**Problem requirements**.
"of the short" appears in one line of the listing below; retype that line and every later line exactly, stopping at the end, and nothing else.

**Data to process**.
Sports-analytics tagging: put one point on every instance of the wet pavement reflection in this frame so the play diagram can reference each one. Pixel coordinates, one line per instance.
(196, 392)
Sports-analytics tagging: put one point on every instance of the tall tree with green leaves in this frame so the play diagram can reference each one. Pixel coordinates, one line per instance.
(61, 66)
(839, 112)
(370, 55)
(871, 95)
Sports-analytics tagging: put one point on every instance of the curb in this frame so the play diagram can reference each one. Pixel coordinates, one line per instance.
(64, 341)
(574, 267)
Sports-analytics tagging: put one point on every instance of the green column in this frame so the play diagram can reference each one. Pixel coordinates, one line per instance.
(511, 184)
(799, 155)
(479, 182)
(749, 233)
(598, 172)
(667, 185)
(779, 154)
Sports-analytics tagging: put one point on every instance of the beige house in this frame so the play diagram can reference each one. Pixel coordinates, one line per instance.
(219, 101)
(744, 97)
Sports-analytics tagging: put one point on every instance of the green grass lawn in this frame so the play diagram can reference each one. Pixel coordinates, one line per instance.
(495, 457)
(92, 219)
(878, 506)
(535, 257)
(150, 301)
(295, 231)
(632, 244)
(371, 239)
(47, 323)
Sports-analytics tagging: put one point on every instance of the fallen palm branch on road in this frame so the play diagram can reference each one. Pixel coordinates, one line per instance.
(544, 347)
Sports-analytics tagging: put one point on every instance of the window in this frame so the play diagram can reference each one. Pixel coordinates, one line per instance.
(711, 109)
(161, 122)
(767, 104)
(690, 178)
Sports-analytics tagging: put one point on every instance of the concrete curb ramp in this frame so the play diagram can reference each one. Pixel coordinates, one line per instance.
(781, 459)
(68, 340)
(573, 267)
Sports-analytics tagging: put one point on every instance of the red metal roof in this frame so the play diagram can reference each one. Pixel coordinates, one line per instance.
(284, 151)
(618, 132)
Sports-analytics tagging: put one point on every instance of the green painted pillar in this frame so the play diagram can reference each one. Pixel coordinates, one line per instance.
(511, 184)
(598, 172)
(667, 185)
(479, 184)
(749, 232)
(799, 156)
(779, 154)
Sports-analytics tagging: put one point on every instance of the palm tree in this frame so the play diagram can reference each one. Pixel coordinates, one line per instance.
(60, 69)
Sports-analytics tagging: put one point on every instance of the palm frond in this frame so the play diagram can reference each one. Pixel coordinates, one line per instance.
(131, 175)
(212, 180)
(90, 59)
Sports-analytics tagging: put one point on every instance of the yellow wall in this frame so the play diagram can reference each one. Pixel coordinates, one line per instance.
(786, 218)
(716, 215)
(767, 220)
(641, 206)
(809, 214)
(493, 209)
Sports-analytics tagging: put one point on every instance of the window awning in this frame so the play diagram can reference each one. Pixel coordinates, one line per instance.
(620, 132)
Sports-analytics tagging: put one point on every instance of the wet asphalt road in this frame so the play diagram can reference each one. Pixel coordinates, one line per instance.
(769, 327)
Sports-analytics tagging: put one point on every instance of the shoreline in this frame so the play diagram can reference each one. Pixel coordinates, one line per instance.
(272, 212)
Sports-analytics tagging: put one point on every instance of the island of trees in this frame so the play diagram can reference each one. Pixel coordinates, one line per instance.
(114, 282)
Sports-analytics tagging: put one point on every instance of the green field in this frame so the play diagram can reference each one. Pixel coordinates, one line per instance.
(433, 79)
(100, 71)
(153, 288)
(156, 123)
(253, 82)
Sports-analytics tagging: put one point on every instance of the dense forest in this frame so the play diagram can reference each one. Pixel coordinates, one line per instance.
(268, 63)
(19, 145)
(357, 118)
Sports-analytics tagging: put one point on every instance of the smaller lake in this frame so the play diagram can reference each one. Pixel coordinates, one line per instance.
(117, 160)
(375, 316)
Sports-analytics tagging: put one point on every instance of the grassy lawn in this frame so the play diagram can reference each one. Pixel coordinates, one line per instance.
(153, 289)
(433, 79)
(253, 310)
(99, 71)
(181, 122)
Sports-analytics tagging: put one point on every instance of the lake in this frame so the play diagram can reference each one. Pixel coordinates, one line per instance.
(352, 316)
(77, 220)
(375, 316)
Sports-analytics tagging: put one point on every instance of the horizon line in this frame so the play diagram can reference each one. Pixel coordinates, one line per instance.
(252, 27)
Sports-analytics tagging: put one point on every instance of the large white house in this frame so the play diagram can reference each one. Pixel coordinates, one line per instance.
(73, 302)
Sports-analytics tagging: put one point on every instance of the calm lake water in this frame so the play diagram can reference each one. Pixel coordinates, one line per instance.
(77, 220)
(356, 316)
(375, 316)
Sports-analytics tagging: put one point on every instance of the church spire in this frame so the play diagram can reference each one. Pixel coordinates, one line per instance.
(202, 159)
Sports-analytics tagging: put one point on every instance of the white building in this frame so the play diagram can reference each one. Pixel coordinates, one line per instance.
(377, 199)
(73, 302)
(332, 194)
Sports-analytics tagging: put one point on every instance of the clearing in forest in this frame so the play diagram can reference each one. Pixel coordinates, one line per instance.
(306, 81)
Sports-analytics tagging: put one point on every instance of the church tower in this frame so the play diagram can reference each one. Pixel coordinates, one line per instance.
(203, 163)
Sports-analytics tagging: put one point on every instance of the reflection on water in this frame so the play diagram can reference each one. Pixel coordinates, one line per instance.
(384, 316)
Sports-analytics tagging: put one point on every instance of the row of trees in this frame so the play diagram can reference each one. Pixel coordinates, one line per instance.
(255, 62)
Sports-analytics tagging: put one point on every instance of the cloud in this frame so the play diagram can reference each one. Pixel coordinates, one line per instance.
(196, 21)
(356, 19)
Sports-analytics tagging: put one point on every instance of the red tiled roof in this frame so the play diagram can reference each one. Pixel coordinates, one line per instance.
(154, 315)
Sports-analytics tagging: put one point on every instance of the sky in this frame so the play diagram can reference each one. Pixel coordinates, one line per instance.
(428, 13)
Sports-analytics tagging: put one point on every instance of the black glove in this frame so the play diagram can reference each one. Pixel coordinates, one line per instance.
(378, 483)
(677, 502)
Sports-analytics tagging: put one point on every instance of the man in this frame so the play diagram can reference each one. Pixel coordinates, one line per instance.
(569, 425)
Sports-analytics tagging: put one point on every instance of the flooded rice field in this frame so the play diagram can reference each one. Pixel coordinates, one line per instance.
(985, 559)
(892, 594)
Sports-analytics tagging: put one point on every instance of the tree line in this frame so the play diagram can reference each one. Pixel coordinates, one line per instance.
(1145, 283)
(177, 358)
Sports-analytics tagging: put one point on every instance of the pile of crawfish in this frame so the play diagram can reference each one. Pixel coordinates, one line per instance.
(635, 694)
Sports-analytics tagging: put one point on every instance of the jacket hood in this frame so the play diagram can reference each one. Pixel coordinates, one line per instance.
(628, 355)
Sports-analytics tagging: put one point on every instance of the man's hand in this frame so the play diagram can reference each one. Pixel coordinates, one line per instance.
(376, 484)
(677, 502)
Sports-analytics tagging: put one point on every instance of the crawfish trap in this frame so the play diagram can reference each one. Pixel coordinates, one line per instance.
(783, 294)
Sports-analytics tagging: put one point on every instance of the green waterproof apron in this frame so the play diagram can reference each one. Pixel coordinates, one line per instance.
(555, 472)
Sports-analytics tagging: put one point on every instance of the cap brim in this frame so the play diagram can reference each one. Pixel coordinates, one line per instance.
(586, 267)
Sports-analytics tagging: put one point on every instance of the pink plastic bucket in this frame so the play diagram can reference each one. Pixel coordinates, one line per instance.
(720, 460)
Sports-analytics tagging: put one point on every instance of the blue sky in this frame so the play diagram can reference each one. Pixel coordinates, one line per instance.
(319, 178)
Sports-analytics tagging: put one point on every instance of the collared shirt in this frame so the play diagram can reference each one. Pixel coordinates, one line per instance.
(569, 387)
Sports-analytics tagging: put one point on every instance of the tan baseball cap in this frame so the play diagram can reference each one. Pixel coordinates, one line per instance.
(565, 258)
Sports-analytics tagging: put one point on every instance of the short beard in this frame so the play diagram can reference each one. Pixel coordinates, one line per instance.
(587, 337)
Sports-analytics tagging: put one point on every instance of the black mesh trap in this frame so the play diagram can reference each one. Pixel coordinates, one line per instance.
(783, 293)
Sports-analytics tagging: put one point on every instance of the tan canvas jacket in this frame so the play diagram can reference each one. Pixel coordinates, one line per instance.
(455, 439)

**Finished task**.
Sports-analytics tagging: put one point on every instance of the short beard in this frame so the play diagram can reference each one. Pixel coordinates, one line per instance.
(587, 337)
Sports-analytics tagging: put one point on every instance of the black mesh trap in this frame so the play diagram can reference each one. Pixel coordinates, one line per instance.
(783, 293)
Sports-analytics tagging: put one point on every instance of the tan canvas jacket in this frame so the play diagram can reference each one. Pixel coordinates, one line per instance.
(455, 439)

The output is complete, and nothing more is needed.